**Ziel der Aufgabe:** Schreibe den Text zu den Foltervorwürfen in der Militärakademie vollständig und ohne jede Änderung ab.

**Textblock:**
____
Foltervorwürfe in Militärakademie: Fähnriche nehmen erstmals Stellung

Die geübte Gefangennahme sei regelmäßig unterbrochen worden, um die Situationen nachzubesprechen. „Außerdem gab es zwei ungestörte Schlafphasen, um zu regenerieren“, so die Soldaten.

"Meilenstein"

Die Ausbildung, welche sonst nur Militärpiloten und Spezialeinsatzkräfte erhalten, sei ein „Meilenstein“ ihrer Offiziersausbildung gewesen. „Wir haben einen Beruf gewählt, der uns fordert. Für uns steht fest: Die gesamte Ausbildung dient der Erfüllung von Aufgaben im Einsatzfall. Wenn wir das nicht leisten können, werden wir im Ernstfall nicht diejenigen schützen können, denen wir verpflichtet sind“, erklären die Soldaten.

Wie es in der Stellungnahme heißt, habe sie diese „Übung zu besseren Offizieren gemacht.“ Die falschen Vorwürfe werden sich im Zuge der Ermittlungen auflösen und wir sind jederzeit bereit, über diesen Ausbildungsteil Zeugnis abzulegen, lautet die Stellungnahme.
____
**Punktbasierte Annotationsdaten:**
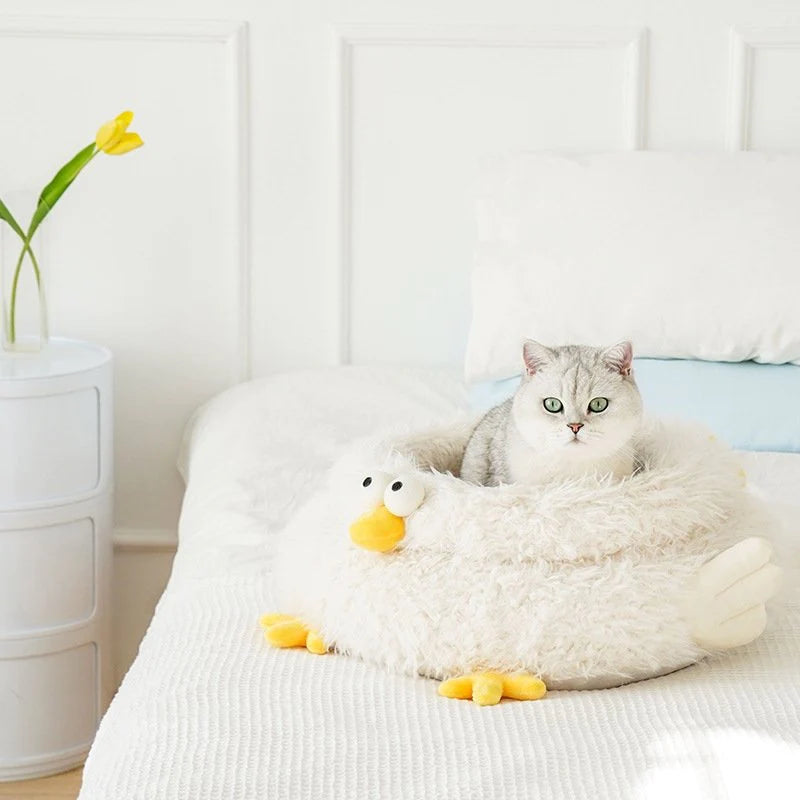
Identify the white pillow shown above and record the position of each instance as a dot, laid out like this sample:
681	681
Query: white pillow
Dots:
687	255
____
**Antwort:**
Foltervorwürfe in Militärakademie: Fähnriche nehmen erstmals Stellung

Die geübte Gefangennahme sei regelmäßig unterbrochen worden, um die Situationen nachzubesprechen. „Außerdem gab es zwei ungestörte Schlafphasen, um zu regenerieren“, so die Soldaten.

"Meilenstein"

Die Ausbildung, welche sonst nur Militärpiloten und Spezialeinsatzkräfte erhalten, sei ein „Meilenstein“ ihrer Offiziersausbildung gewesen. „Wir haben einen Beruf gewählt, der uns fordert. Für uns steht fest: Die gesamte Ausbildung dient der Erfüllung von Aufgaben im Einsatzfall. Wenn wir das nicht leisten können, werden wir im Ernstfall nicht diejenigen schützen können, denen wir verpflichtet sind“, erklären die Soldaten.

Wie es in der Stellungnahme heißt, habe sie diese „Übung zu besseren Offizieren gemacht.“ Die falschen Vorwürfe werden sich im Zuge der Ermittlungen auflösen und wir sind jederzeit bereit, über diesen Ausbildungsteil Zeugnis abzulegen, lautet die Stellungnahme.